# [Written problem 1]
In the training article, what does lifting your sternum extend through?
# [Written problem 2]
Reproduce the listing starting at its first line and ending at the line containing "left=365, top=0, right=688, bottom=98", with the requests included. Raise every bounding-box coordinate in the answers by 144, leaving the sample box in the notes unchanged.

# [Excerpted passage]
* * *

Humans are adaptable. And so are our muscles. The more we progress in our training, the more they adapt to our workouts, and the less likely they are to respond. That’s the time to ramp up the intensity with a range of sizzling strategies that will leave your muscles with no choice but to grow. The ten strategies outlined here aren’t for the faint-hearted. What they are is hard-core and heavy-duty – just what your body needs to take your results to the next level!
Method #1: Develop the Mind Muscle Connection
When you’re about to lift, you must develop laser like concentration on the task at hand. The first way to do this is to develop the mind-muscle connection. If you are doing squats, for example, put your mind into your thighs. Let nothing else matter. Be in the moment.
While you are fully engaging your brain with the body mechanics of the movement you are performing, you need to, at the same time, switch it off to the part that is trying to curtail your workout. You know that part – it’s the part that is always attempting to rationalize why you should do less . . .
So you don’t get injured
So you don’t miss that appointment
So you don’t over train.
We all have that voice inside, and it’s always trying to get us to do less than we should. Never negotiate with it. Instead do the opposite – tell yourself that what is set before it is easy. Rather than obsessing with the weight, view your body as a machine, rhythmically and mechanically moving the weight in perfect precision.
Method # 2: Lift Your Sternum
A lot of guys go into a lift with rounded shoulders and their torso hunched down. This is a very immobile position. By lifting your sternum, you will be extending through the thoracic spine. Think about bringing the sternum up so that it is level with the ground. Doing so will set your shoulder blades in the right spot for all of your curling and overhead lifting.

* * *

# [Records for this task]
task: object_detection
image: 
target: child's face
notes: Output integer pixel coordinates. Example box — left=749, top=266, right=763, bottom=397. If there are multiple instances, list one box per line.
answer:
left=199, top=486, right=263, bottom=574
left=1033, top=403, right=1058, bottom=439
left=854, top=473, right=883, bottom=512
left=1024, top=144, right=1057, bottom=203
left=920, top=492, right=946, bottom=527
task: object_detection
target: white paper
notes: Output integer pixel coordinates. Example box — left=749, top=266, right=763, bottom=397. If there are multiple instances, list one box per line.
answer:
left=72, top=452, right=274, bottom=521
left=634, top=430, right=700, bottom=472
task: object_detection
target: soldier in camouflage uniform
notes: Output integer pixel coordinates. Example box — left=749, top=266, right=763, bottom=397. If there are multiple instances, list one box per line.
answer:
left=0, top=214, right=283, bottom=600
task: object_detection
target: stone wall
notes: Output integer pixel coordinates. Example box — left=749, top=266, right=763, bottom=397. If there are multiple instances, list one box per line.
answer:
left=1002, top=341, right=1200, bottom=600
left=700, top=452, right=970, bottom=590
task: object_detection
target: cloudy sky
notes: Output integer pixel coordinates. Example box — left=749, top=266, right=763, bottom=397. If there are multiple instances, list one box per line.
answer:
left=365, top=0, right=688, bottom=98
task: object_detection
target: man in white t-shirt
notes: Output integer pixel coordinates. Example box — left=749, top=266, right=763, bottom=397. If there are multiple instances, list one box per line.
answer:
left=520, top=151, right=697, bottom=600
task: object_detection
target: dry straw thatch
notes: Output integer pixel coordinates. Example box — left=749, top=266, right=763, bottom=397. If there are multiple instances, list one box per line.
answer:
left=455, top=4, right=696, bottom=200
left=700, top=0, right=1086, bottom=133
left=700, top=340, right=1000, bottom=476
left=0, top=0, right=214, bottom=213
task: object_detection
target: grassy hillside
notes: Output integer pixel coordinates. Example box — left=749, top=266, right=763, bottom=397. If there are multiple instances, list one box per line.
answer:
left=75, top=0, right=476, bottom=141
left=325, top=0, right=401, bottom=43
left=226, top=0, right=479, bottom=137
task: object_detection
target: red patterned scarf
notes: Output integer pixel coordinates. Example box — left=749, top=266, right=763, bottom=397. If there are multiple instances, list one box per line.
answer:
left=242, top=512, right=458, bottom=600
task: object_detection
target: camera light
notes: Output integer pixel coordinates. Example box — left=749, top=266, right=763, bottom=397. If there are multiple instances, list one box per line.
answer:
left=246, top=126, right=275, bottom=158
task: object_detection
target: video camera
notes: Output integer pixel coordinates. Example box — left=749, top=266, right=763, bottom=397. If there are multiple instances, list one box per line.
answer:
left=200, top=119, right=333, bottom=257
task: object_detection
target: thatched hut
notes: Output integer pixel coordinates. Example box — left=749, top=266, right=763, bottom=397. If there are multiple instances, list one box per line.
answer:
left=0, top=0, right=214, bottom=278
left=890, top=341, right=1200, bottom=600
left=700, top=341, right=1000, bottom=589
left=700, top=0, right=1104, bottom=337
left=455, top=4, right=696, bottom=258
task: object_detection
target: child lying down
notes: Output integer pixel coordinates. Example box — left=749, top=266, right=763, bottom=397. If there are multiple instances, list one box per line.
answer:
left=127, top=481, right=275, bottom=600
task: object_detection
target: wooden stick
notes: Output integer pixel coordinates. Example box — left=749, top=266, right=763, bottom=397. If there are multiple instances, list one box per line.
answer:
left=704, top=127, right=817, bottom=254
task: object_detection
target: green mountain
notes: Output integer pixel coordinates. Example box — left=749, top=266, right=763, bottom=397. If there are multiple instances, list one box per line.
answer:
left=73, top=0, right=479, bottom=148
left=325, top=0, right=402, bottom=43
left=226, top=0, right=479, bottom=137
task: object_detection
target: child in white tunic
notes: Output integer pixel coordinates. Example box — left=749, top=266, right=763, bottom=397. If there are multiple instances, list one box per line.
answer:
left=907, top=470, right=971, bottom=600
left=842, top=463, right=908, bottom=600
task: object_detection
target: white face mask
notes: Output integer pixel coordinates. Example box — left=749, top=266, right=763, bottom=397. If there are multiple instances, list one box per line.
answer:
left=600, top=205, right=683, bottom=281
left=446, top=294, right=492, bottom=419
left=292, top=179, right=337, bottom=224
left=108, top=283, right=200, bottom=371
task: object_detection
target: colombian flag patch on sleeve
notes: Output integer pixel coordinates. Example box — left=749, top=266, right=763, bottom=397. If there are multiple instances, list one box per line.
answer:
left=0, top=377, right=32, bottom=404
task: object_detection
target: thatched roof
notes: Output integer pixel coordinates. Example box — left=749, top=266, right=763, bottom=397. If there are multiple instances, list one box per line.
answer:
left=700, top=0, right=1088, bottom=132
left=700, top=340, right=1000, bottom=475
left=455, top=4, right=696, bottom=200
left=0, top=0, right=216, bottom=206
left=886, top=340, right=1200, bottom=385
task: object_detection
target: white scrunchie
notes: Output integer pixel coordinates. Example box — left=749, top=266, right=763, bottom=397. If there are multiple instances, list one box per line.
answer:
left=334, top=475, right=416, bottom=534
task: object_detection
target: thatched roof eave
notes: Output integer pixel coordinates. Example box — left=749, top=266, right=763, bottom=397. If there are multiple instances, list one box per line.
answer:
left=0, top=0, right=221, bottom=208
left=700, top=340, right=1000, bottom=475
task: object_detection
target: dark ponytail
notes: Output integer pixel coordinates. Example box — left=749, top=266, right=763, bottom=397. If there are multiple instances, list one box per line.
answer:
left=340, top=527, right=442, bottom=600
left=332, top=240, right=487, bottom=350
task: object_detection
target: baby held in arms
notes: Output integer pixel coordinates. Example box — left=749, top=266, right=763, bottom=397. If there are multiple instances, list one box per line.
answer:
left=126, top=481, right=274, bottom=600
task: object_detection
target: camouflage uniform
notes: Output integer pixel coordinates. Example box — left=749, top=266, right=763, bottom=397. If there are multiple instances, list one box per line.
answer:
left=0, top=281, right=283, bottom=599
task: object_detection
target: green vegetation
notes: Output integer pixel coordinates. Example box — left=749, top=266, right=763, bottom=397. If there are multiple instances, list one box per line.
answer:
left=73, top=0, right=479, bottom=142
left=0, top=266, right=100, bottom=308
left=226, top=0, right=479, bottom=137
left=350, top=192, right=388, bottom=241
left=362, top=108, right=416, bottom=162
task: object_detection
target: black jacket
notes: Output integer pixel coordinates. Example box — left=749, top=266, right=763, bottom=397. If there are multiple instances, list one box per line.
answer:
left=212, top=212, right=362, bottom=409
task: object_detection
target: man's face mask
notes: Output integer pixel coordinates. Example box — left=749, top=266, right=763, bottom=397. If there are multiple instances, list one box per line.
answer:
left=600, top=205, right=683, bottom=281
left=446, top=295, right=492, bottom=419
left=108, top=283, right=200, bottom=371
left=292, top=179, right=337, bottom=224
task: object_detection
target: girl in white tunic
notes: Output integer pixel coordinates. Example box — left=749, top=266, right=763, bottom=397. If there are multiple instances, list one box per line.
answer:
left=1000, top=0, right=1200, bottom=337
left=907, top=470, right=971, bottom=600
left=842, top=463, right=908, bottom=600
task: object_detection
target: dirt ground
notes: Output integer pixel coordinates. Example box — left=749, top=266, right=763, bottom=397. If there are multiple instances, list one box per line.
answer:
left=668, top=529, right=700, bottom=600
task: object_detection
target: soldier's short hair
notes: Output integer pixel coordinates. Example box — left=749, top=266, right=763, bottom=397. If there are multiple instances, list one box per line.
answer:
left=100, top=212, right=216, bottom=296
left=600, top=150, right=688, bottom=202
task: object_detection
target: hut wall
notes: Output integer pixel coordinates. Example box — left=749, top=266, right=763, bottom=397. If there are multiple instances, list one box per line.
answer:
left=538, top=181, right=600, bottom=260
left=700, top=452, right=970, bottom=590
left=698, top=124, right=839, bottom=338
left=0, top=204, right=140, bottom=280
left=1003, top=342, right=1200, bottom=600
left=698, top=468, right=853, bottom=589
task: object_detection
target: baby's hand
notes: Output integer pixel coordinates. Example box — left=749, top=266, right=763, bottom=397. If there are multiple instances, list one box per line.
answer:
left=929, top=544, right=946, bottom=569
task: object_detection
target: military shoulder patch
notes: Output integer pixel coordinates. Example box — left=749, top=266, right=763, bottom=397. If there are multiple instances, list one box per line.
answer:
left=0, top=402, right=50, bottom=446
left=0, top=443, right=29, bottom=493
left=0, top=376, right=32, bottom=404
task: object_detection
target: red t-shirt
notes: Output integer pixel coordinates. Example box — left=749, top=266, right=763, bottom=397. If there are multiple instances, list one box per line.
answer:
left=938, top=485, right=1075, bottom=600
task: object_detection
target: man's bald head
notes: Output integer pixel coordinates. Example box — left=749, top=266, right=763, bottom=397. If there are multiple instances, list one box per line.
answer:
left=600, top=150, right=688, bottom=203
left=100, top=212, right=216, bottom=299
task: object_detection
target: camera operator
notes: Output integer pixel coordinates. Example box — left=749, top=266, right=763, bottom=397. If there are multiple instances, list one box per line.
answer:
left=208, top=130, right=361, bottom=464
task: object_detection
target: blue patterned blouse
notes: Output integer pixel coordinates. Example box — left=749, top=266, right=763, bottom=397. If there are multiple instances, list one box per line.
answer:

* * *

# [Output 1]
The thoracic spine.

# [Output 2]
task: object_detection
image: 
target: child's face
notes: Output integer pixel coordinates. Example box — left=749, top=266, right=763, bottom=397. If there are multiple instances, list one box per line.
answer:
left=343, top=630, right=407, bottom=718
left=1177, top=547, right=1202, bottom=583
left=998, top=617, right=1027, bottom=656
left=1168, top=288, right=1201, bottom=347
left=1064, top=636, right=1090, bottom=671
task: object_detection
target: white paper
notes: Output integer pixel coordinates. Example box — left=749, top=266, right=763, bottom=397. If there are multiple instances, list one box per line.
answer:
left=216, top=596, right=418, bottom=665
left=778, top=574, right=844, bottom=616
task: object_detection
target: soldier in camouflage uniform
notes: Output integer pixel coordinates. Example box — left=749, top=266, right=763, bottom=397. If there are multiple instances, list one box per line.
answer:
left=144, top=358, right=427, bottom=744
task: object_detection
target: stone wall
notes: Output integer pixel coordinates. Example box — left=749, top=266, right=763, bottom=397. If there are multiple instances, list one box per line.
answer:
left=1146, top=485, right=1344, bottom=744
left=844, top=596, right=1114, bottom=734
task: object_detection
target: cloudy sky
notes: Output integer pixel coordinates. Example box — left=749, top=266, right=763, bottom=397. If there are multiple instances, list one box per line.
answer:
left=509, top=144, right=832, bottom=242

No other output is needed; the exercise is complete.